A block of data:
Begin
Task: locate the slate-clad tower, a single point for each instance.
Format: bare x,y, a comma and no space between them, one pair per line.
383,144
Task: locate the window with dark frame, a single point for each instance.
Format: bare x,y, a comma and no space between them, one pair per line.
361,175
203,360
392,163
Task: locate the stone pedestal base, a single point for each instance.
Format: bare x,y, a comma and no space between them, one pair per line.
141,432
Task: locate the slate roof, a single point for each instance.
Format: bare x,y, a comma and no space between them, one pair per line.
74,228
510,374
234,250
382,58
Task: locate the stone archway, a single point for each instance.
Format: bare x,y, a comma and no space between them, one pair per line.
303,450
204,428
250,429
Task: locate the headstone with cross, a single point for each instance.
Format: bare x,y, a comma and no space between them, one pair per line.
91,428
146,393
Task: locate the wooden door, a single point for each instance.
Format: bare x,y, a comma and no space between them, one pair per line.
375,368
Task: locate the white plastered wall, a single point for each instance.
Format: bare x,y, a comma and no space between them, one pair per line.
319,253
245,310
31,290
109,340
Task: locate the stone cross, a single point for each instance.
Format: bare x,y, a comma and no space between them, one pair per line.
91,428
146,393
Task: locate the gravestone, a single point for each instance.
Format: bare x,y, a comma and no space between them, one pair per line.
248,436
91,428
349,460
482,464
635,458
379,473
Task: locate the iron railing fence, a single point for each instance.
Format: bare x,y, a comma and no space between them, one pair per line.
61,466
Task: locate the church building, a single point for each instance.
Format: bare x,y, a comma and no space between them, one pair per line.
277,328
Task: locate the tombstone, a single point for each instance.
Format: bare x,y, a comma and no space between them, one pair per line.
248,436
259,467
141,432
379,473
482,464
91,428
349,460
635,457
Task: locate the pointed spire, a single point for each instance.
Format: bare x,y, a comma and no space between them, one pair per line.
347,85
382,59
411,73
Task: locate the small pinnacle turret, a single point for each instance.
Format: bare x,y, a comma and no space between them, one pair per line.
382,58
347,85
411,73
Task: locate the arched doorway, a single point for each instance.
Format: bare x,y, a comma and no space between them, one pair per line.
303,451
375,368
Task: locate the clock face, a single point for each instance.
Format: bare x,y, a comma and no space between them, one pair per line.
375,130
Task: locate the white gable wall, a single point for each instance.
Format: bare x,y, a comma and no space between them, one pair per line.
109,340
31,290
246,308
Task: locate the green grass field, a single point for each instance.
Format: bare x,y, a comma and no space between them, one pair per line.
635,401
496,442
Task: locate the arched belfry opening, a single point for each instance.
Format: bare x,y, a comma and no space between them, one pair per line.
End
→ SET PROBLEM: Replace "a single point for each instance" with "one point per instance" throughout the entries above, and leave everything else unchanged.

→ REPLY:
Task: locate the slate-clad tower, one point per instance.
Format: bare x,y, a comma and no space between them, one pair per line.
383,144
Task: locate the window with dark frame, one point per instance.
Format: bare x,y, a comma and no space between them, one pair per line.
361,175
203,360
392,163
Task: locate the stone pedestal base, one point per instance.
Format: bare x,y, a comma and no space between them, one pair per line.
141,432
Task: locate the slate roof, one point per instance.
Format: bare x,y, a comma and no space between them, one pair per line.
74,228
510,374
234,250
382,58
Task: locate the stone archway, one point per instance.
Format: bare x,y, a comma and no space between them, one pair per line.
303,450
204,428
250,429
Task: locate the headstone with cross, one point per instance.
Format: bare x,y, a comma and no space between them, one pair per line.
91,428
146,393
Task: locate the wooden door, one point per instance.
Format: bare x,y, a comma and no space between them, one pair per line.
375,368
Task: locate the white plastered wall, one point per instance.
Format: bare x,y, a comma and no space between them, one pair per line.
319,253
245,310
31,290
109,340
Task: locate the stone cross, one point per instance.
Format: bare x,y, a comma and no space between them, one pair per line.
91,428
146,393
Task: locate the gravestone, one point per instance.
Format: bare x,y, a comma and no space between them, one pair per line.
248,436
91,428
349,460
482,464
635,458
379,473
Task: locate the iron railing fence, one point per instance.
Format: bare x,y, a comma and no space between them, one pair per line.
61,466
Task: locate the church building, one point per instance.
Format: bare x,y, a comma and no space between them, one pair per line.
277,328
Task: locate the tombstone, one point per instance.
Format: bare x,y, a comma and no space between them, one pair per line.
248,436
259,467
141,432
379,473
482,464
91,428
349,460
635,457
Task: locate the pointed spire, one point per instance.
Format: bare x,y, a comma and no space between them, one pair per line.
347,85
382,59
411,73
Task: locate the small pinnacle turret, one point per instance.
Format: bare x,y, a comma and no space between them, one pair per line.
382,58
347,85
411,73
Task: locate the arched doorway, one point per instance.
Format: bare x,y, a comma and no space between them, one pair per line.
303,451
375,368
Task: locate the clock face, one point per instance.
Format: bare x,y, a comma and no space between them, one pair per line.
375,130
Task: locate the white gable wall, one point per instance.
Format: bare x,y, a comma and no space between them, one pair per line.
109,340
31,290
246,308
Task: locate the green grass field, one point per instance.
Format: bare x,y, a comma and no space between them, one pair per line.
635,401
496,442
Task: locate the arched belfry opening, one point per instance.
Format: bare x,y, a comma and no space between them, one pair per line.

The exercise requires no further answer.